**WHAT IS BEING ASKED:** Reproduce every line of the data, requests included, from the line containing "mark: the upholstered ottoman" through the end, shifting every coordinate in the answers up by 49.

**EXTRACTED ENTRIES:**
☆ ☆ ☆ ☆ ☆
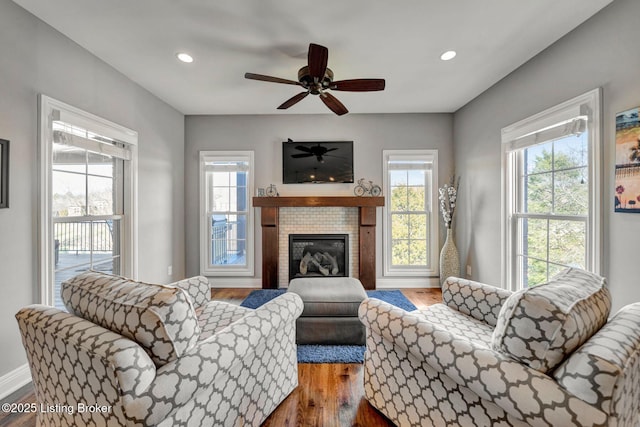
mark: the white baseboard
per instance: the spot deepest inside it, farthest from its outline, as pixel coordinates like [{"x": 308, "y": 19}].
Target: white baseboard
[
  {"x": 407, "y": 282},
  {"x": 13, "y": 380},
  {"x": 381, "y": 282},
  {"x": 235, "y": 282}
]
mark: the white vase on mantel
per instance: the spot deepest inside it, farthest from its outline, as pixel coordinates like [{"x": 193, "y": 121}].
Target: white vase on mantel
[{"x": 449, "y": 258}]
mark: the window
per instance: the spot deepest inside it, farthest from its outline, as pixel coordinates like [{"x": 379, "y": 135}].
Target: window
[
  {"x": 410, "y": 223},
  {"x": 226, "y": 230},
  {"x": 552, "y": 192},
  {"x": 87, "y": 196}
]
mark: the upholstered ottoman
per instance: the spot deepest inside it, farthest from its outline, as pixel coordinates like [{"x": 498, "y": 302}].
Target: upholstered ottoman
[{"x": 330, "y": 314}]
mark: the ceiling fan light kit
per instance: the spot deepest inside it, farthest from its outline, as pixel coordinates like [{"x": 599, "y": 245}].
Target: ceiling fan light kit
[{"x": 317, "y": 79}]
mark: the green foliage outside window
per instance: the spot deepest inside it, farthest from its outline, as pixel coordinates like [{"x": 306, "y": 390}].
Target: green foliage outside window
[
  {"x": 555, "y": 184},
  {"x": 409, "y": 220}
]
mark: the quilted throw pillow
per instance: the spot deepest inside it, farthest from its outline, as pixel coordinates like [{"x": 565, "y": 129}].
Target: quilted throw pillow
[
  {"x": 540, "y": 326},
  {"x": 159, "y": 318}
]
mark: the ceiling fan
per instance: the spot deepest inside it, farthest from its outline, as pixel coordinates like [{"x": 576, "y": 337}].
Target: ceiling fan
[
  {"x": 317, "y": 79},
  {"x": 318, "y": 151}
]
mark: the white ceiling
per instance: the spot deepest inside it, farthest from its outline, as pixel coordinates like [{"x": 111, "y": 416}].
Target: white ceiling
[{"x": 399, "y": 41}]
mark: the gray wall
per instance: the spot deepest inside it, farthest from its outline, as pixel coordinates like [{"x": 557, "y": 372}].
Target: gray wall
☆ ☆ ☆ ☆ ☆
**THE COMPLETED TASK:**
mark: the upholstered ottoman
per instance: the spot deepest inside it, farthest from its outline, as pixel coordinates like [{"x": 498, "y": 302}].
Target: upholstered ottoman
[{"x": 379, "y": 363}]
mark: the ceiling fan light kit
per instance: the spot deepest inside it, farthest from its outline, as pixel coordinates like [{"x": 599, "y": 245}].
Target: ceiling fan light kit
[{"x": 366, "y": 128}]
mark: the green foliage outside window
per instance: the spot deepest inside it, farthest from its outline, as pixel coordinates like [{"x": 306, "y": 390}].
Target: green foliage outside window
[
  {"x": 604, "y": 233},
  {"x": 458, "y": 269}
]
mark: the quilted throw pillow
per instance: the spot deepest inside it, farthest from its outline, as pixel coordinates like [{"x": 565, "y": 129}].
Target: quilted throw pillow
[
  {"x": 589, "y": 375},
  {"x": 208, "y": 367}
]
mark: the ceiling fan
per instance: the spot deepest inside it, farthest from its outline, as pixel coordinates like [{"x": 576, "y": 337}].
Target: ceiling fan
[
  {"x": 366, "y": 128},
  {"x": 367, "y": 200}
]
mark: the white ceiling
per instance: the spot deepest inside it, farthest from its outline, as pixel coordinates like [{"x": 111, "y": 416}].
Target: white ceiling
[{"x": 448, "y": 90}]
mark: the gray wall
per instance: the spot deepest inside it, farthest from its outline, as pixel coordinates like [{"x": 557, "y": 372}].
Target: gray wall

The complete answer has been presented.